_Problem to work on_. Report every line in the items below that contains the string "bare".

═══ Available data ═══

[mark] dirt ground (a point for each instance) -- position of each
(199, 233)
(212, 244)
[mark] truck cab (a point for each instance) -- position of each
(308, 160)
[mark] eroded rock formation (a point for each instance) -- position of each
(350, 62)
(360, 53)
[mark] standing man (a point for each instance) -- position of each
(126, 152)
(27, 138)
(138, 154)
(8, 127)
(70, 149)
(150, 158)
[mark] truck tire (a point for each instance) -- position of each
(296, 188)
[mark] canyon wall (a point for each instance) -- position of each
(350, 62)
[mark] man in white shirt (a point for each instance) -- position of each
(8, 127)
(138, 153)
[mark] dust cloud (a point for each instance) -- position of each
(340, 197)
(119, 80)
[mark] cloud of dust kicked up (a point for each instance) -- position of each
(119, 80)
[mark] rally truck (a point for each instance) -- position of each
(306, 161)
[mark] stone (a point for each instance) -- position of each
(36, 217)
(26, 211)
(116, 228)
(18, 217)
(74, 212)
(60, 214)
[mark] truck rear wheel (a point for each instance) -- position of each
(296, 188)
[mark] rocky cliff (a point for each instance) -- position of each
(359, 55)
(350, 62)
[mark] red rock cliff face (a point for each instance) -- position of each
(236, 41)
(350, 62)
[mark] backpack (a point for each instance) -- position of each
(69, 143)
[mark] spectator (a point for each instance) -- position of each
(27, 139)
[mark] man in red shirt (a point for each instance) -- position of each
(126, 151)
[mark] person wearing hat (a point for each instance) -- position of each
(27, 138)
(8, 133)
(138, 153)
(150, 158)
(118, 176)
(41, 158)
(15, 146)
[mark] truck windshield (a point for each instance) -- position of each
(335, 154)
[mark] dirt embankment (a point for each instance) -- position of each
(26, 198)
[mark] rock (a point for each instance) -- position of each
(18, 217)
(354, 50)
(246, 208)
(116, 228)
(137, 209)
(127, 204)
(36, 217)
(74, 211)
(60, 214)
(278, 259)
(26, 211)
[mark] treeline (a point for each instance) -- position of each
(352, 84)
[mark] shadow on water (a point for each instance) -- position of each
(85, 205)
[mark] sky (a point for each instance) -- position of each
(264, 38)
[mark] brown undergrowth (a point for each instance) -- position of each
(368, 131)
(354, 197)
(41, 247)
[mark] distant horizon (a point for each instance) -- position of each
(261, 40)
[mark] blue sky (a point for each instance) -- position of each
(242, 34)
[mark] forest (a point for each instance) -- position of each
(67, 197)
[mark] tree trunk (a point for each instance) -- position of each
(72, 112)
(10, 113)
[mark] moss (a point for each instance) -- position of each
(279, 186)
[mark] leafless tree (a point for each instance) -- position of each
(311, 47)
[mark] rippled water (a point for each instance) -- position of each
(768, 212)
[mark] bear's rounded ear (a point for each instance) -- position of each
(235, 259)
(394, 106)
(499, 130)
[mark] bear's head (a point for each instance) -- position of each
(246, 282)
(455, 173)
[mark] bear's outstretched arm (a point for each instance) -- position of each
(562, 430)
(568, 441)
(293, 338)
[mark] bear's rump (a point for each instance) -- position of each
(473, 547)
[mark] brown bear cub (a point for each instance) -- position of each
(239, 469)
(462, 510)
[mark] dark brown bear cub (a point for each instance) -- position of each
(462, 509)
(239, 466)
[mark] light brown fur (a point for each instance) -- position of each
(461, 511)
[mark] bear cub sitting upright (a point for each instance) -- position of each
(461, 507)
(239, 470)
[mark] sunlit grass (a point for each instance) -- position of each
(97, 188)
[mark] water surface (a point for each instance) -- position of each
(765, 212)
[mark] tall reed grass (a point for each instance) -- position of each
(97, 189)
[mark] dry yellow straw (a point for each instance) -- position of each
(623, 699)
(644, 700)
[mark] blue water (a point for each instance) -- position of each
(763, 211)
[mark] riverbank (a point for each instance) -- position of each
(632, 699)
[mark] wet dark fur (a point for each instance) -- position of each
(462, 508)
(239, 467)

═══
═══ Available data ═══

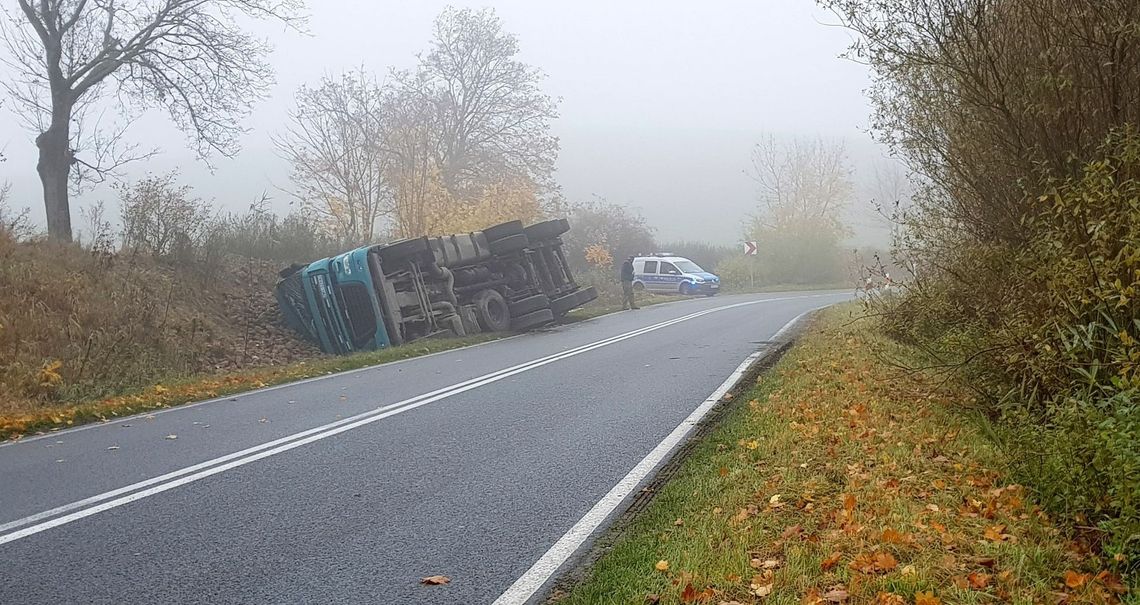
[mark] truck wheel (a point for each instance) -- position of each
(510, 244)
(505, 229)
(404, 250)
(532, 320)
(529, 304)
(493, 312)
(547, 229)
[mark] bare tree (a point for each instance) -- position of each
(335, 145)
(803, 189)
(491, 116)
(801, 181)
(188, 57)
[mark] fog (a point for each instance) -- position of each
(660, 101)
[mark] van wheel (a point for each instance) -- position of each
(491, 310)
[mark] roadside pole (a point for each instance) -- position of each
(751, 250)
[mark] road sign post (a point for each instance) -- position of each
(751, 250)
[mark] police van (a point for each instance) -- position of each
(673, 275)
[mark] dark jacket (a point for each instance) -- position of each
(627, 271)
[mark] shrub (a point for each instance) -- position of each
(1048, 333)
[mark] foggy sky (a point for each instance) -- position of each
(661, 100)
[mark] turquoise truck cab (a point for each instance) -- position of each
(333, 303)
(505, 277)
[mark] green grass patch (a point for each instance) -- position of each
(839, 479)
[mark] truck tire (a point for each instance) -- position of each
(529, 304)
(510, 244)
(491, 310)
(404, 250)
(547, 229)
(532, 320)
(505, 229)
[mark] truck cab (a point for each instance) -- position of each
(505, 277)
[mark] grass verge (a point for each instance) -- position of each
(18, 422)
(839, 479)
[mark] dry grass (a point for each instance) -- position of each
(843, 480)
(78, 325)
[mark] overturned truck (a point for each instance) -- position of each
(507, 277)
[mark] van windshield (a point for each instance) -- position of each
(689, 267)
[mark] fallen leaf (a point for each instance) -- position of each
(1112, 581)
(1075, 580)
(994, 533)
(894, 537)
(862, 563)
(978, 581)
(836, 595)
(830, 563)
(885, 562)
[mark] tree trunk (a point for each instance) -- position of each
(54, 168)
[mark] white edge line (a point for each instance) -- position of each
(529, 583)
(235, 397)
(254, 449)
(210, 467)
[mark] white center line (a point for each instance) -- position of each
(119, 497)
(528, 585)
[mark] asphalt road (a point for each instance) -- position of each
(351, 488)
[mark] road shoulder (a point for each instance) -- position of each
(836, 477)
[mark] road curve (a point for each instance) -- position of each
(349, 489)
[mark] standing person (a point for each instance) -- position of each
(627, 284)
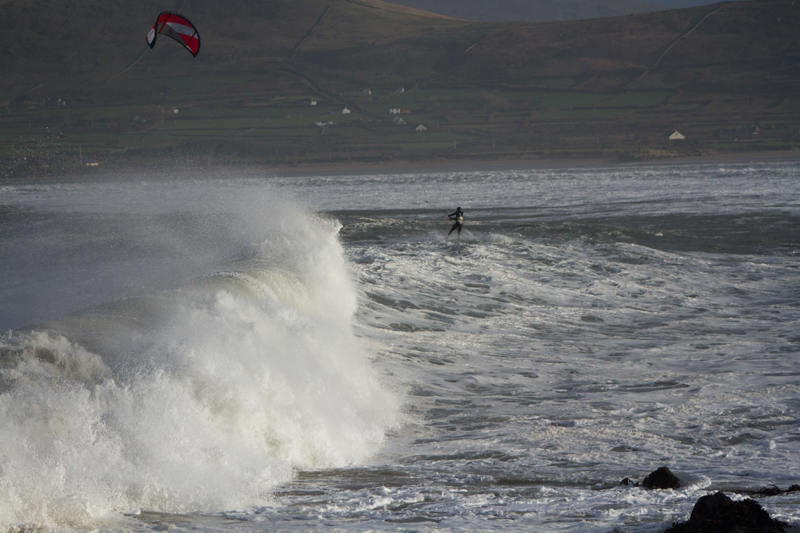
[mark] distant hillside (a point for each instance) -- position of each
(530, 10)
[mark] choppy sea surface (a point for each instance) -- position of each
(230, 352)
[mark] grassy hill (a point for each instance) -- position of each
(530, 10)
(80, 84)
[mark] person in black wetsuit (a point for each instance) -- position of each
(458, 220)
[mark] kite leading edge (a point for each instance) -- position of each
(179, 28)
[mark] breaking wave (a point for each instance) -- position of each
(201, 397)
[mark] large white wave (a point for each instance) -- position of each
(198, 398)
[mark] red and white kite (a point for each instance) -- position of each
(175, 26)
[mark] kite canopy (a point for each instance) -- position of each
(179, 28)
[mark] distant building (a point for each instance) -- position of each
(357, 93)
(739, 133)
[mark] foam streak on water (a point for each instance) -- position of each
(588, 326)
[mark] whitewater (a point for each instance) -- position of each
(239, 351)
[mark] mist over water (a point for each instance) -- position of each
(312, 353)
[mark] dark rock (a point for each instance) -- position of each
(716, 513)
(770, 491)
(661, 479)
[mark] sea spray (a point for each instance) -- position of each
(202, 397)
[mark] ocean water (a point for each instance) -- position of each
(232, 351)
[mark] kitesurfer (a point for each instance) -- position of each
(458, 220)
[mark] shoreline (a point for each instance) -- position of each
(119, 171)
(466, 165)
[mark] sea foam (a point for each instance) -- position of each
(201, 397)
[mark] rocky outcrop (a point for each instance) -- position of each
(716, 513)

═══
═══ Available data ═══

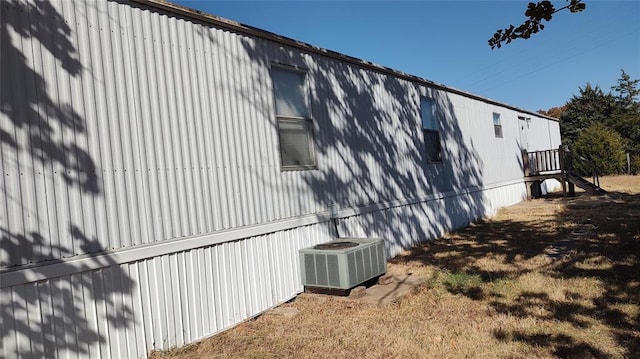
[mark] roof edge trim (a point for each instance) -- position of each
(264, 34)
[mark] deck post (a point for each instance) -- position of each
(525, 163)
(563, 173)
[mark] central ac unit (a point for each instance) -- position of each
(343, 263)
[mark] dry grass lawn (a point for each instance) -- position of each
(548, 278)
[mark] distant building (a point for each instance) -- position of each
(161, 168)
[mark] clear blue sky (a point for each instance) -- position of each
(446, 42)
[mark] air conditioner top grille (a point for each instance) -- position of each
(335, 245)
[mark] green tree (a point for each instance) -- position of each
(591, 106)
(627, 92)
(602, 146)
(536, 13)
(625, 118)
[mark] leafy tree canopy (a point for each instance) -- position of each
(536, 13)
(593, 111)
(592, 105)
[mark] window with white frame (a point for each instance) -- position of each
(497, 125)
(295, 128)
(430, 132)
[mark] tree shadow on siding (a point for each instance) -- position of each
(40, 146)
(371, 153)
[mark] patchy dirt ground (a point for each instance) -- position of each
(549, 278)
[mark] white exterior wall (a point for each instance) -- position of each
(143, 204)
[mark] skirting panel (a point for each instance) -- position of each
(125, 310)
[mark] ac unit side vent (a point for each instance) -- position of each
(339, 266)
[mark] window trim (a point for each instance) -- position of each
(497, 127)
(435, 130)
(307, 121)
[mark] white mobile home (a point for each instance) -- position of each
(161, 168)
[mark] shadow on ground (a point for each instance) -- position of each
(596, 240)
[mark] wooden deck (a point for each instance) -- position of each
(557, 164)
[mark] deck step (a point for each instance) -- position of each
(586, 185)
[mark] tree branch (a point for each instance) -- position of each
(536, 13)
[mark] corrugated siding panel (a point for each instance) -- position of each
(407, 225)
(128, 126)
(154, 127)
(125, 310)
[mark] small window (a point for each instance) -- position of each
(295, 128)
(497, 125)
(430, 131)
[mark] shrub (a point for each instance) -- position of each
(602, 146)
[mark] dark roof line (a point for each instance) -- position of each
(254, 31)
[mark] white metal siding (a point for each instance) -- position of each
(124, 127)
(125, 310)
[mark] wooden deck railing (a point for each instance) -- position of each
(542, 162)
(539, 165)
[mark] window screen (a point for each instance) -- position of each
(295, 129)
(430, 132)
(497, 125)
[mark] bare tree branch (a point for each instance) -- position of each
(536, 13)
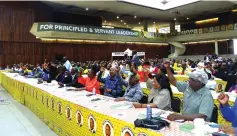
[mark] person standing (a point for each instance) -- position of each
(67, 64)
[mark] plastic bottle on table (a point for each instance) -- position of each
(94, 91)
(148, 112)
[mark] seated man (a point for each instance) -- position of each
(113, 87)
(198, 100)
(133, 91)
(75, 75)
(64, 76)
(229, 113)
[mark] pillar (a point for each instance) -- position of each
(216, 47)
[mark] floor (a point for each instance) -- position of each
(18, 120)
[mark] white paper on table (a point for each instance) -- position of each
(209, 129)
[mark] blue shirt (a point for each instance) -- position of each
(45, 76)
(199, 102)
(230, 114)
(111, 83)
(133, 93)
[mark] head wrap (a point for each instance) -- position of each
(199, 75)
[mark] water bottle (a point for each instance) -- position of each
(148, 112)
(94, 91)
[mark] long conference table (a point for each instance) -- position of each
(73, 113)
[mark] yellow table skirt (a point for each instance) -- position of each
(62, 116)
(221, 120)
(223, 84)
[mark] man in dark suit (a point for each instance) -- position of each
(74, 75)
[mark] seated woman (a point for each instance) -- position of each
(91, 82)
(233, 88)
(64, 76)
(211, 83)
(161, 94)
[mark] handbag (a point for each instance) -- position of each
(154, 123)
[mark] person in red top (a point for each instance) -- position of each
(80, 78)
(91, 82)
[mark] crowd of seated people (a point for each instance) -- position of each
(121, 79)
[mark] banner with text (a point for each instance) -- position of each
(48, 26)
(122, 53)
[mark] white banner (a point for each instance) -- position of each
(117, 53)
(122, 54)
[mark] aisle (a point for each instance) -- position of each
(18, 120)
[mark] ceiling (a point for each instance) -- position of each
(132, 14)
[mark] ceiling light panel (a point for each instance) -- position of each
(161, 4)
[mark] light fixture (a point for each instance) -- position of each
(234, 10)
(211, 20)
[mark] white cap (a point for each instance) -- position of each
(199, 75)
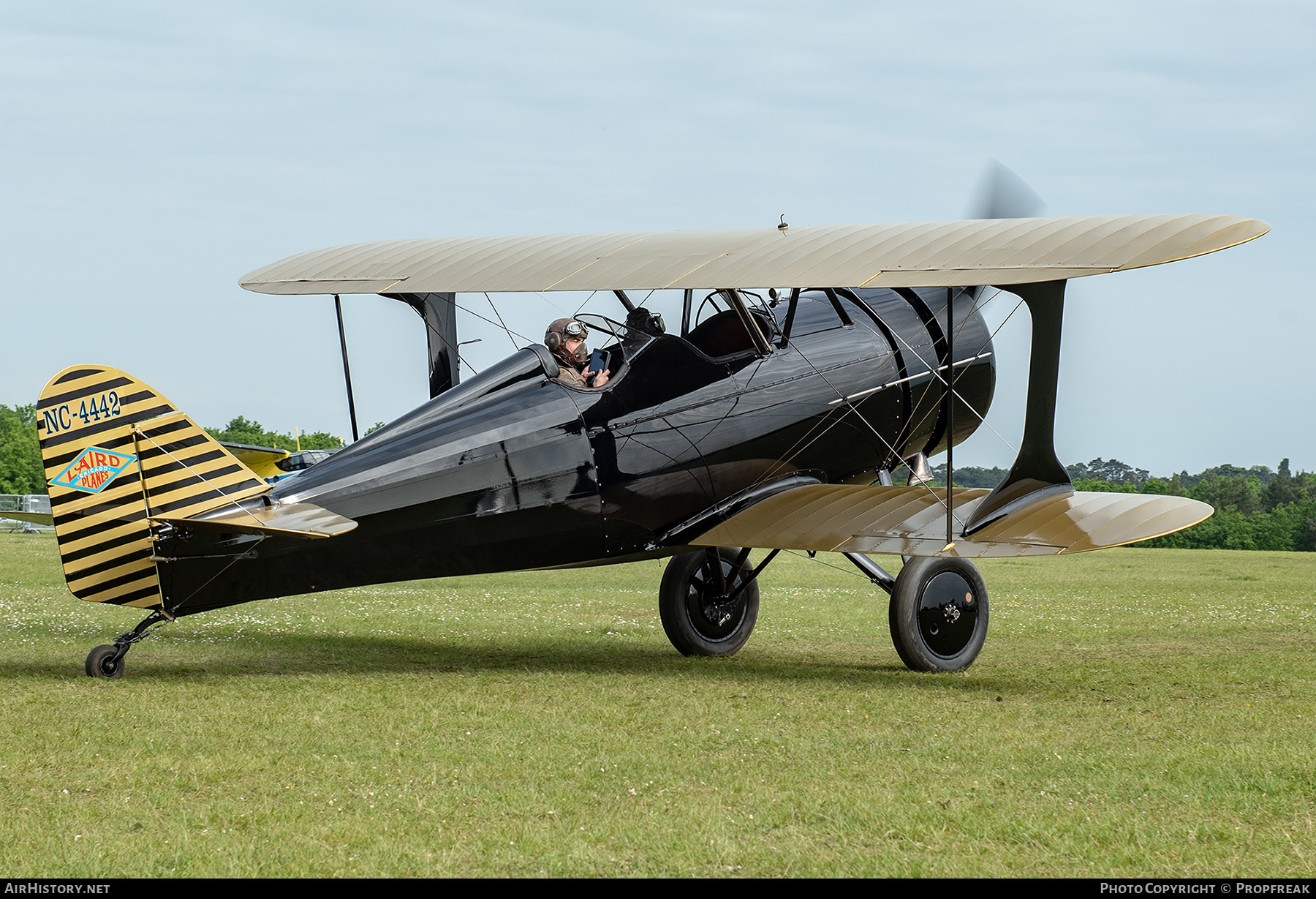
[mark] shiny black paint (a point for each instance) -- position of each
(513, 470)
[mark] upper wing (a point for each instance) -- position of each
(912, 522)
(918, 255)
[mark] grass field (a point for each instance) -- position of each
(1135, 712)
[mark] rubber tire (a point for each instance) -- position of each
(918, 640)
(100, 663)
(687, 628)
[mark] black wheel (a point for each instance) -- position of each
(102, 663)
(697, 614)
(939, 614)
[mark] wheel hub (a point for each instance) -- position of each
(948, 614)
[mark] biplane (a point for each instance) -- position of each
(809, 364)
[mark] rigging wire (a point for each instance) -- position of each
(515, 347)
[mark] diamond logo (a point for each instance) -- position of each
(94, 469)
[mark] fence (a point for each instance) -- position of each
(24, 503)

═══

_Worked answer_.
[mark] bare tree (a point for each instance) -- position of each
[mark] bare tree branch (a point for each instance) -- position of each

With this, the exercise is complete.